• _Set exercise 1_
Rewrite the entries from the line with "Note: spot the fighter" to the line with "<point>106,41</point>", changing "instance" to "occurrence" and leaving everything else as it is.
━━ Passage provided
This applies to you if:

  • You receive Social Security, VA disability, or long-term disability benefits
  • You collect pension, annuity, or government retirement distributions
  • You receive regular trust distributions, royalties, or notes receivable payments
  • You earn rental income reported on Schedule E, or have a boarder in your home
  • You receive alimony or child support under a court order with 3+ years remaining
  • You have substantial retirement or investment accounts and want to use asset depletion
  • You receive RSU income, an automobile allowance, or a housing allowance from your employer
  • You’re a foster parent or clergy member receiving tax-exempt allowances
  • You have a Mortgage Credit Certificate from a state or local housing program

You may need a different page if:

  • Your primary income is W-2 salary with overtime or bonuses — see our Mortgage Solutions page for W-2 earners
  • You’re self-employed, a contractor, or run a business — see our Self-Employed Mortgage guide
  • Your income comes from cryptocurrency, gambling, or one-time events — these generally don’t qualify
  • You’re taking sporadic IRA or 401(k) withdrawals — lenders need consistent, documented distribution history for these to count

Documentation by Income Type

Gathering the right documents before your first conversation saves time and prevents surprises. Here’s what lenders typically need for each source:

Government Benefits

  • Social Security: SSA award letter (within 12 months) + 1099-SSA
  • VA Benefits: VA award letter showing monthly amount and effective date
  • Public Assistance: Agency letter showing program name and expected duration

Retirement & Pension

  • Pension / Annuity: Pension award letter or annuity contract + 1099-R (2 years)
━━━━
• _Set exercise 2_
Answer these questions from the passage on qualifying mortgage income:
(a) How many years must remain on a court order for alimony or child support?
(b) Which guide should self-employed readers see?
(c) What two documents do lenders typically need for Social Security income?
━━ Records supplied
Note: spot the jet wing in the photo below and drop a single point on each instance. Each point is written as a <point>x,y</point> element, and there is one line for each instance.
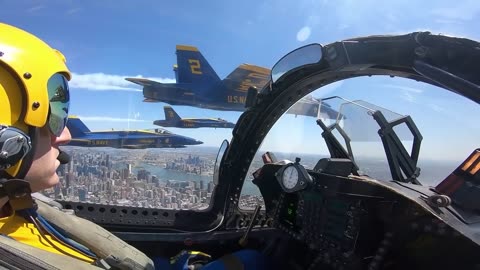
<point>143,82</point>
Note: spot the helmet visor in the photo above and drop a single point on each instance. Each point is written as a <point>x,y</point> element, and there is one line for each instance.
<point>59,98</point>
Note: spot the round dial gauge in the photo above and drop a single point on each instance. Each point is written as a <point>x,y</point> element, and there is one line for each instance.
<point>290,177</point>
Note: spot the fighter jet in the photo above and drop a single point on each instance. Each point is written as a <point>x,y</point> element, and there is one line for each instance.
<point>198,85</point>
<point>129,139</point>
<point>172,119</point>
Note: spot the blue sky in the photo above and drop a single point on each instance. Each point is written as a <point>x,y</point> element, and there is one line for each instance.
<point>106,41</point>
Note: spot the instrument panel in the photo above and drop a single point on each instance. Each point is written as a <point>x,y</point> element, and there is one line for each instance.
<point>324,213</point>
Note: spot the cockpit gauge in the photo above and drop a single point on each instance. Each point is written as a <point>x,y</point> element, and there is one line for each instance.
<point>293,177</point>
<point>290,177</point>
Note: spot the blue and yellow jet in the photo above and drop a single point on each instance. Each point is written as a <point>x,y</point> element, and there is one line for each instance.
<point>172,119</point>
<point>198,85</point>
<point>129,139</point>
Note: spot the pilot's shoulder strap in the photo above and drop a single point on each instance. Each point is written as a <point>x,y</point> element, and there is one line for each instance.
<point>17,255</point>
<point>116,252</point>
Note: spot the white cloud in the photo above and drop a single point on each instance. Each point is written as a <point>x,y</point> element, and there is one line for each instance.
<point>72,11</point>
<point>404,88</point>
<point>463,11</point>
<point>109,119</point>
<point>102,81</point>
<point>303,34</point>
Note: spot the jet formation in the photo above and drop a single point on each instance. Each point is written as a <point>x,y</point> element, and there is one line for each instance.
<point>127,139</point>
<point>198,85</point>
<point>172,119</point>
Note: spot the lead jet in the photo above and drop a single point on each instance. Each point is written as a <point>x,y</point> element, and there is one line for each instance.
<point>128,139</point>
<point>172,119</point>
<point>198,85</point>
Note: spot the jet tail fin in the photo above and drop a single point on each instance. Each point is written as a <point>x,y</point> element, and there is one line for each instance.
<point>193,67</point>
<point>170,114</point>
<point>76,127</point>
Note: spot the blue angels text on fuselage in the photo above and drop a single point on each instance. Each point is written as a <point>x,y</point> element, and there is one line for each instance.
<point>198,85</point>
<point>172,119</point>
<point>129,139</point>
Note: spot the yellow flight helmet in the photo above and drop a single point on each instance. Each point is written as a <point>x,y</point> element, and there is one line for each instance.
<point>27,90</point>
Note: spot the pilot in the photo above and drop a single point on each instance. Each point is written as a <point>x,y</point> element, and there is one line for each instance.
<point>34,105</point>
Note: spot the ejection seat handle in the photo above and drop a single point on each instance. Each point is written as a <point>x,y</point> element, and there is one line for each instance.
<point>244,240</point>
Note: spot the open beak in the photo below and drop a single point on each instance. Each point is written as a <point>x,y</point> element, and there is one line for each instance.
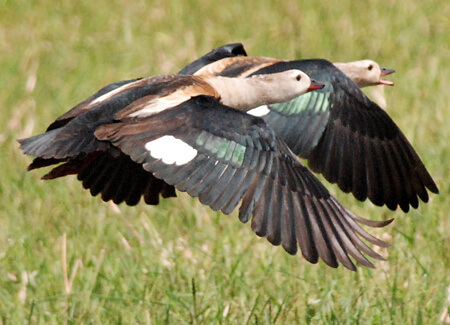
<point>315,85</point>
<point>385,72</point>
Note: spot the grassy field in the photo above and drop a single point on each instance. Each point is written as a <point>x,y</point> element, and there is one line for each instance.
<point>66,257</point>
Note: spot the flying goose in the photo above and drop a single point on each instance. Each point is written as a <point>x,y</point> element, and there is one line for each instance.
<point>343,134</point>
<point>148,136</point>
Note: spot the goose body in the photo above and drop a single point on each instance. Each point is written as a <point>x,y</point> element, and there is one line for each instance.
<point>146,137</point>
<point>343,134</point>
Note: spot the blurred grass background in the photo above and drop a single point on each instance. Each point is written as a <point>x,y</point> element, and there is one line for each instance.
<point>66,257</point>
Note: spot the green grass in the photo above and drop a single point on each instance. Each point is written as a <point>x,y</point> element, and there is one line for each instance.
<point>180,262</point>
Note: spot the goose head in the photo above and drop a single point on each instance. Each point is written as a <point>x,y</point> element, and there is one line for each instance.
<point>365,73</point>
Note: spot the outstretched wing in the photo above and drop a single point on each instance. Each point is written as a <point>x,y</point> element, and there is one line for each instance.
<point>350,139</point>
<point>223,156</point>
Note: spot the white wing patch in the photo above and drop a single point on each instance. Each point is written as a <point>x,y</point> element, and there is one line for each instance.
<point>171,150</point>
<point>259,111</point>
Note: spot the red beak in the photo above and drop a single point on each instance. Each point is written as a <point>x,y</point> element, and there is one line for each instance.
<point>385,72</point>
<point>315,85</point>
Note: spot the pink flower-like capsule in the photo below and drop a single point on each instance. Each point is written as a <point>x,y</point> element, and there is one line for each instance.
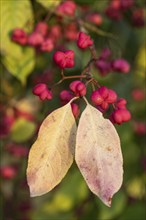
<point>105,53</point>
<point>84,40</point>
<point>95,18</point>
<point>121,65</point>
<point>75,109</point>
<point>65,96</point>
<point>120,115</point>
<point>103,66</point>
<point>64,59</point>
<point>121,103</point>
<point>96,98</point>
<point>8,172</point>
<point>35,39</point>
<point>19,36</point>
<point>41,28</point>
<point>78,88</point>
<point>126,4</point>
<point>42,91</point>
<point>66,8</point>
<point>103,97</point>
<point>47,45</point>
<point>138,94</point>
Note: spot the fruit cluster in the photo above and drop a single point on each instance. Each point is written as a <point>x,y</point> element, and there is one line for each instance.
<point>101,97</point>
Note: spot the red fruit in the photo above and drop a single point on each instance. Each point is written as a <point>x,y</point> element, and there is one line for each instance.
<point>103,92</point>
<point>78,88</point>
<point>66,8</point>
<point>121,103</point>
<point>126,4</point>
<point>64,59</point>
<point>8,172</point>
<point>19,36</point>
<point>95,18</point>
<point>84,40</point>
<point>104,105</point>
<point>65,96</point>
<point>121,115</point>
<point>75,109</point>
<point>138,17</point>
<point>106,53</point>
<point>138,94</point>
<point>42,91</point>
<point>96,98</point>
<point>35,39</point>
<point>47,45</point>
<point>121,65</point>
<point>41,28</point>
<point>112,96</point>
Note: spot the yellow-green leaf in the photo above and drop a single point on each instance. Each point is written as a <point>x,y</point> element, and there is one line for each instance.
<point>18,60</point>
<point>52,154</point>
<point>49,3</point>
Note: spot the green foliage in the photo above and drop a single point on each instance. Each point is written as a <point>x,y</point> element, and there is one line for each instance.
<point>49,3</point>
<point>18,61</point>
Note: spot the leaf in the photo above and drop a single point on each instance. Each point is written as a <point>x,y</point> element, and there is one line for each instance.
<point>98,154</point>
<point>49,3</point>
<point>18,60</point>
<point>52,154</point>
<point>22,130</point>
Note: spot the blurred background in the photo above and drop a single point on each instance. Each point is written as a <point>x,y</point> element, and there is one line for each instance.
<point>24,65</point>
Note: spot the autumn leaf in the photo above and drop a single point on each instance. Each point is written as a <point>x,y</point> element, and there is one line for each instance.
<point>52,154</point>
<point>98,154</point>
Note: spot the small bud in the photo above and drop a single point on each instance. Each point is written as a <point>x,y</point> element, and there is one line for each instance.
<point>42,91</point>
<point>78,88</point>
<point>47,45</point>
<point>65,96</point>
<point>66,8</point>
<point>112,96</point>
<point>75,109</point>
<point>121,65</point>
<point>84,40</point>
<point>19,36</point>
<point>103,66</point>
<point>64,59</point>
<point>41,28</point>
<point>35,39</point>
<point>96,98</point>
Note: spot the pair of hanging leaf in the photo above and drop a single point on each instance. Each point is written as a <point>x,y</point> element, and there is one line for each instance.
<point>95,144</point>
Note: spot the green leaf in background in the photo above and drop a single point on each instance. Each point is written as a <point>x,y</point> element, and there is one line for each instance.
<point>49,3</point>
<point>16,14</point>
<point>22,130</point>
<point>117,207</point>
<point>20,67</point>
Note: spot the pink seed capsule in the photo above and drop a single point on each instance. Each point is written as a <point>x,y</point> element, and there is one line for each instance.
<point>78,88</point>
<point>19,36</point>
<point>75,109</point>
<point>66,8</point>
<point>42,28</point>
<point>112,96</point>
<point>96,98</point>
<point>84,40</point>
<point>64,59</point>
━━━━
• _Response 1_
Note: spot the fighter jet in the photo above and drop a single point on each occurrence. Each point is written as a <point>x,y</point> element, and there is one line for each occurrence.
<point>198,85</point>
<point>129,139</point>
<point>172,119</point>
Note: spot the blue sky in the photo above and drop a single point on each occurrence. Each point is written as a <point>x,y</point> element, and there is one line for each occurrence.
<point>106,41</point>

• _Response 2_
(a) 3 or more years.
(b) The Self-Employed Mortgage guide.
(c) An SSA award letter (within 12 months) and a 1099-SSA.